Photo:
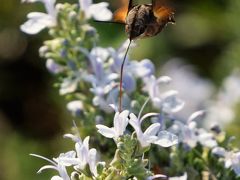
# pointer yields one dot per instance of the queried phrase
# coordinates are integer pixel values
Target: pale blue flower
(97, 11)
(53, 67)
(120, 123)
(37, 21)
(85, 156)
(166, 101)
(152, 133)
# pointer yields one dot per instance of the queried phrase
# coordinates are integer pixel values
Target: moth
(144, 20)
(141, 21)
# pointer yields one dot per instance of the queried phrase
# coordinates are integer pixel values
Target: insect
(141, 21)
(144, 20)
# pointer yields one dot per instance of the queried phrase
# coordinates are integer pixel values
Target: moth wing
(121, 14)
(161, 11)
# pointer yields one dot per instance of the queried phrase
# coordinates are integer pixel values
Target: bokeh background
(199, 52)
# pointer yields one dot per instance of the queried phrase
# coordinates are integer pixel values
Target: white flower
(166, 101)
(37, 21)
(231, 159)
(183, 177)
(193, 89)
(53, 67)
(120, 123)
(98, 11)
(85, 156)
(57, 165)
(164, 138)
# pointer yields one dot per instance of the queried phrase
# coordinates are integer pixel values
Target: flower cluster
(88, 77)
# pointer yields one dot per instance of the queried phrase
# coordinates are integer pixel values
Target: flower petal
(166, 139)
(105, 131)
(152, 130)
(36, 22)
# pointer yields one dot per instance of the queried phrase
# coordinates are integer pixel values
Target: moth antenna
(121, 78)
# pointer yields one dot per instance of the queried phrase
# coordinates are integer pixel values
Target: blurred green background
(32, 114)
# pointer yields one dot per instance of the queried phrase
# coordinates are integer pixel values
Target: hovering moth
(142, 20)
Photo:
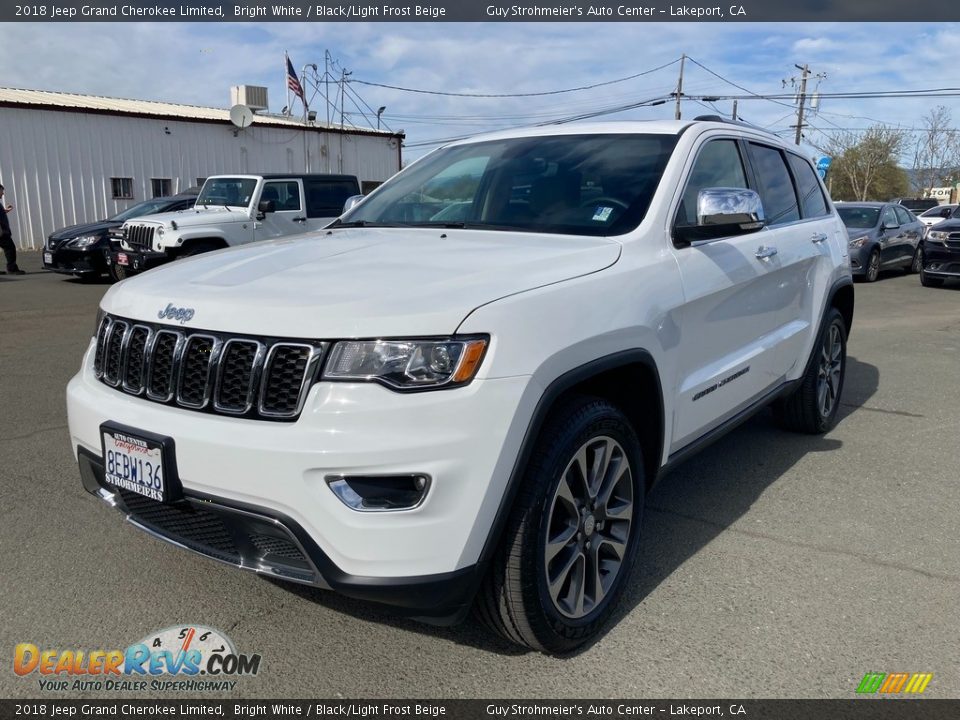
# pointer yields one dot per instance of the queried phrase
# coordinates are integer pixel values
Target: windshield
(147, 207)
(232, 192)
(576, 184)
(859, 217)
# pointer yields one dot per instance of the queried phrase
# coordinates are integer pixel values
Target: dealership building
(67, 159)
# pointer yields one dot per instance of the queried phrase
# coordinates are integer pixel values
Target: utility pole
(803, 98)
(676, 112)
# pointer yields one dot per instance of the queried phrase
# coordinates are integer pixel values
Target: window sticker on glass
(602, 213)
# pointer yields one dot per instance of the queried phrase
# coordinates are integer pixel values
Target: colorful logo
(198, 658)
(892, 683)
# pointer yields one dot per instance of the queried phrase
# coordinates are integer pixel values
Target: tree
(937, 153)
(865, 166)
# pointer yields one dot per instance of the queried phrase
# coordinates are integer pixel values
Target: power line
(518, 95)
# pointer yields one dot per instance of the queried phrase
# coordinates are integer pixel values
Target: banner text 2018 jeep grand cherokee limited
(459, 394)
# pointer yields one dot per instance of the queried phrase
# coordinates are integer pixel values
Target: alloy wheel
(588, 527)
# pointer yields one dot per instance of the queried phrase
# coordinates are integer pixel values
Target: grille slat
(213, 372)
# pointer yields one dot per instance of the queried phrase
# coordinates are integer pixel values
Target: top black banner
(713, 11)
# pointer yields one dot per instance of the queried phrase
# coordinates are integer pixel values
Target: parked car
(233, 210)
(882, 236)
(79, 250)
(437, 413)
(916, 204)
(941, 253)
(937, 214)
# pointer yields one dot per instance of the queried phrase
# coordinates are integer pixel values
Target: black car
(941, 253)
(79, 249)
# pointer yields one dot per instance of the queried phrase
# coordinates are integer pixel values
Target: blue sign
(823, 165)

YOUR GOAL:
Return all of the lines above without alteration, minus the pictures.

OUTPUT FOR THIS TASK:
Photo:
# pointer yields one dot per instance of the queried phrase
# coordinates are integer pixel values
Target: pale blue flower
(97, 11)
(53, 67)
(120, 123)
(37, 21)
(85, 156)
(166, 101)
(152, 133)
# pointer yields one dot per instance of the queried phrase
# coordinates are integer pixel values
Target: moth
(144, 20)
(141, 21)
# pointer yields one dot per instance of the queried phrase
# coordinates are integer pixel values
Target: insect
(141, 21)
(144, 20)
# pointer yields one dot per instance of the queried phrase
# coordinates are integer pixel values
Target: moth wing
(121, 14)
(161, 11)
# pointer yields one dot per instance of the queried phrase
# coordinates are integer pixel values
Target: bokeh background
(199, 52)
# pointer yields one dot per instance of the queried phrase
# coordinates are integer pixel values
Target: white flower
(166, 101)
(37, 21)
(231, 159)
(183, 177)
(193, 89)
(53, 67)
(120, 123)
(98, 11)
(85, 156)
(57, 165)
(164, 138)
# pointer yields one dot per instance of the queried phrase
# coordinates are integer pixel values
Target: flower cluster
(88, 77)
# pointer yields one dot per instance of the queried phrase
# coordinates are integer pixel values
Target: flower petal
(166, 139)
(105, 131)
(152, 130)
(36, 22)
# pointer yields one dot per instance of the queried phrase
# coordinates are integer pixel values
Target: moth antenna
(121, 78)
# pointer yields one dot per instance of the queried phrase
# coordinates are integer pixel values
Target: blurred green background
(32, 114)
# pointer yields one dot per instance of the queried phrase
# coordinates are integer pixel values
Target: hovering moth
(142, 20)
Photo:
# pointer yields one dot per instance of the queried phrase
# coordinates are integer pixel values
Target: windshield
(147, 207)
(232, 192)
(576, 184)
(859, 217)
# pointer yields one dot per instance of the queried phrase
# coordinates are integer pixel values
Target: dealership building
(67, 159)
# pointer yields one dot per instance of the queried phrase
# coordinates are integer pixel values
Target: utility pole
(803, 98)
(676, 112)
# pointer yields one dot per instance of the queried phrase
# coordinates are integer pixel values
Target: window sticker on glass
(602, 213)
# pointer yields one dot per instance of the queried phrase
# coordinates are integer pixel values
Target: colorful logo
(198, 658)
(892, 683)
# pointer yields one dot per instance of the queried phrase
# coordinates are integer pixel values
Target: tree
(937, 153)
(865, 166)
# pointer yields one dot per instance of the queried phrase
# coordinates are integer pixel values
Target: power line
(518, 95)
# pointer yields one dot per instance of the queried phrase
# coordinates are integer pixel values
Target: banner text 2018 jeep grand cherokee limited
(459, 394)
# pointer yields one dot per instance of the queried phrase
# coordinates are integer pixel values
Target: alloy wheel
(588, 527)
# pointer yields one dot per instance of the queried phrase
# coordinates are integer pixel values
Target: grille slat
(213, 372)
# pointer yields one dot per instance of the queried phrase
# coordinates are integer pixel values
Target: top black banner
(713, 11)
# pointer yields one dot per instance of the queried phrase
# coordinates are integer pixel values
Target: parked car
(233, 210)
(882, 236)
(79, 250)
(437, 413)
(916, 204)
(941, 253)
(937, 214)
# pointer yields one dot per instance of the queried phrase
# coordinates are integer pixel values
Target: black car
(941, 253)
(79, 249)
# pointer yields one dot per instance of the queried phrase
# coordinates are integer pixel values
Target: blue sign
(823, 165)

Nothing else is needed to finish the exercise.